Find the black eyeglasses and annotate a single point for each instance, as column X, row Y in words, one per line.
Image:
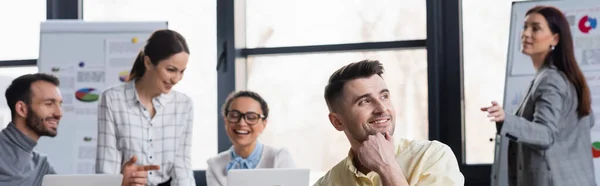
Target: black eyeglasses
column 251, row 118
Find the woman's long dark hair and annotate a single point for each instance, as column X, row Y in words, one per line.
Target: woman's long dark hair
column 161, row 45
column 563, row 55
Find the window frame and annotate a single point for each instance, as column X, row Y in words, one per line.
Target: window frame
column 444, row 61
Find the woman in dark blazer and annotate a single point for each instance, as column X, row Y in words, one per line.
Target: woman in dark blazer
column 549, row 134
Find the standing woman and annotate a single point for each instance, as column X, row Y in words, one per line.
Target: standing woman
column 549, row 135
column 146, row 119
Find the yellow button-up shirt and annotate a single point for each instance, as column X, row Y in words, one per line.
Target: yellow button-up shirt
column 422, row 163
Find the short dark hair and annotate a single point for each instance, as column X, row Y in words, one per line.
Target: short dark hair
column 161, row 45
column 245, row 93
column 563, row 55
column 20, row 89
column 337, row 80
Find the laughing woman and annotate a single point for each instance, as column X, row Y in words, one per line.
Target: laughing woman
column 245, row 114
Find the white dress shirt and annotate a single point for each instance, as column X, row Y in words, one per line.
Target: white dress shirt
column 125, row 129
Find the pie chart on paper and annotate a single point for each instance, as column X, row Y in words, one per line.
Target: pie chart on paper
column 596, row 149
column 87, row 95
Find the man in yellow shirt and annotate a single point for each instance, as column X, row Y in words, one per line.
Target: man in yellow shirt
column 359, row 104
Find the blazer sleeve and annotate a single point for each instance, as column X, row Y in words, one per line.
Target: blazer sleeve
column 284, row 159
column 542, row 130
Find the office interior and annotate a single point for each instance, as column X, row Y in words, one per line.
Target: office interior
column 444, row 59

> [Task objective]:
Copy out all of the material above word for word, leaving out the picture.

> [Answer to this exercise]:
Find the black eyeglasses and annotate a single point for each instance, as column X, row Y in words, one per line.
Image:
Target: black eyeglasses
column 251, row 118
Find the woman's long dark hair and annotate a single point for each instance, as column X, row Y in words, one per line.
Target: woman's long dark hair
column 161, row 45
column 563, row 55
Find the window frame and annotate a single point for each instance, as column X, row Y in words, one per line.
Target: window frame
column 444, row 61
Find the woman in dark blazer and annotate a single point for each instance, as column X, row Y in words, one per line.
Target: woman in dark blazer
column 549, row 134
Find the standing woman and annotate a single point for each instance, as column X, row Y in words, one per line.
Target: standing woman
column 549, row 135
column 146, row 119
Find the yellow button-up shirt and annotate a single point for each instance, as column X, row Y in words, one per line.
Target: yellow button-up shirt
column 422, row 163
Find the short dark hair and annotate a single point for each instance, as column X, row Y in words, one per line.
Target: short dark hair
column 161, row 45
column 245, row 93
column 563, row 55
column 20, row 89
column 337, row 80
Find the laughing woman and annotate a single point for each instance, as column X, row Y in words, one per line.
Target: laughing woman
column 245, row 114
Find the white dress shirt and annotate a single point for each instance, as column X, row Y in words, one per line.
Target: white dress shirt
column 125, row 129
Find the pie chart on paper and annotate a single point for each instance, as column X, row Y in words, one per line.
Target: pie chart on paper
column 596, row 149
column 87, row 95
Find the man in yellow shirt and annotate a single point for each instance, as column X, row Y in words, one per line.
Target: man in yellow shirt
column 359, row 104
Find the blazer sleeve and annotate a single point for each instance, as column X, row Y in words, one per line.
Target: blazer sleeve
column 284, row 159
column 542, row 130
Find the office interior and annotate a single point for each instance, as column X, row Y in words, one per line.
Target: office interior
column 444, row 59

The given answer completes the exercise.